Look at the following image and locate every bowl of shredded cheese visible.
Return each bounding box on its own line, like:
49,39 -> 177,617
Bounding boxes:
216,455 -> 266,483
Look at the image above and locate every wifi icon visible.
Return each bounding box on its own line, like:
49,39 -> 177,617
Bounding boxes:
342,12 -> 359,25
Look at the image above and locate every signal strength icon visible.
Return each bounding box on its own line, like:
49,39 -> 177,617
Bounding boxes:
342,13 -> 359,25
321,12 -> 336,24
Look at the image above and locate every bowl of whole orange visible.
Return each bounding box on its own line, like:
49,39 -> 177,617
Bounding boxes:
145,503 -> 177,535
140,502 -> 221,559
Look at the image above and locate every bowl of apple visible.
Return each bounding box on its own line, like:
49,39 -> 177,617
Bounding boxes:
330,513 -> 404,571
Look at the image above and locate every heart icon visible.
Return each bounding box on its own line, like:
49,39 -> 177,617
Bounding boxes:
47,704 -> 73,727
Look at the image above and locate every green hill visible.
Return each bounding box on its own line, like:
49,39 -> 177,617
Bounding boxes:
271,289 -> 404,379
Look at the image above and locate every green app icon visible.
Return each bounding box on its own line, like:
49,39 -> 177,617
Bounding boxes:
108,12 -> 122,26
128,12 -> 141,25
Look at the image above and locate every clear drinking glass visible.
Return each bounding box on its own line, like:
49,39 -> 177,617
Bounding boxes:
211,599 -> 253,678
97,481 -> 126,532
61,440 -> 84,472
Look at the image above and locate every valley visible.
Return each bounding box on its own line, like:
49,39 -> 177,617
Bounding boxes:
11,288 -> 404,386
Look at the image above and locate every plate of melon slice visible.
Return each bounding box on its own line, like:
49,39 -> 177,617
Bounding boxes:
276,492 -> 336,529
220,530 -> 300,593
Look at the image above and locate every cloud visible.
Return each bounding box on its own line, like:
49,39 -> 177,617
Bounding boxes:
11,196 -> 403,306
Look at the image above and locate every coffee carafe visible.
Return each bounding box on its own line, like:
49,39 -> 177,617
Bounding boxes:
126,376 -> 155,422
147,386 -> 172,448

REQUIREMENT: Reproduce all of the listing, exactly as given.

SOLUTION TO THIS TASK:
Look at the following image and locate every bowl of shredded cheese visible.
Return each bounding box on its own line, like:
49,39 -> 177,617
Bounding boxes:
216,455 -> 266,483
Look at the image above and locate every wifi icon visible.
Return each bounding box on its own line, like:
49,39 -> 177,617
Bounding boxes:
342,12 -> 359,25
Look at the image above and locate every signal strength icon visible.
Return each bounding box on its own line, like:
49,39 -> 177,617
Bounding boxes:
342,13 -> 359,25
321,12 -> 336,24
Look at the image above and locate every bowl of whole orange visible.
Return each bounding box on its own line, like:
49,39 -> 177,617
Bounding boxes:
145,503 -> 177,535
140,502 -> 221,559
Look at the image above and locate every bowl of apple visible.
Return each bounding box on its own line, like:
49,39 -> 177,617
Bounding boxes:
330,513 -> 404,571
Look at the image above and locate every heart icon visible.
Return each bounding box on its own line, like:
49,39 -> 177,617
Bounding boxes:
47,704 -> 73,727
Look at the image above and locate every green hill visible.
Return each bounding box on its own line, like:
49,39 -> 177,617
Bounding boxes:
271,289 -> 404,379
Look at the image above and locate every green app icon visible.
Return each bounding box on its own line, like:
49,39 -> 177,617
Bounding boxes:
108,12 -> 122,26
128,12 -> 141,25
Look at the image above and locate every clear drinking glass visible.
Return each bounding box on its own line, like:
49,39 -> 177,617
Bounding boxes:
211,599 -> 253,678
97,481 -> 126,532
61,440 -> 84,472
Look at the image above and locate every valley visible.
Return each bounding box on its own line, like:
49,39 -> 177,617
Bounding boxes:
11,288 -> 404,386
Look at the image above and locate every plate of melon slice visible.
Return each bounding box on its own line, like:
49,39 -> 177,617
Bounding boxes:
276,492 -> 336,529
220,530 -> 300,593
Look at the image above and locate every cloud visible.
Return each bounding box on its own line, like:
49,39 -> 177,617
Bounding boxes:
11,196 -> 403,306
Look at the image above and locate every coffee carafe visible.
Return each bounding box on its own line, like:
49,39 -> 177,617
Bounding boxes:
126,376 -> 155,422
147,386 -> 172,448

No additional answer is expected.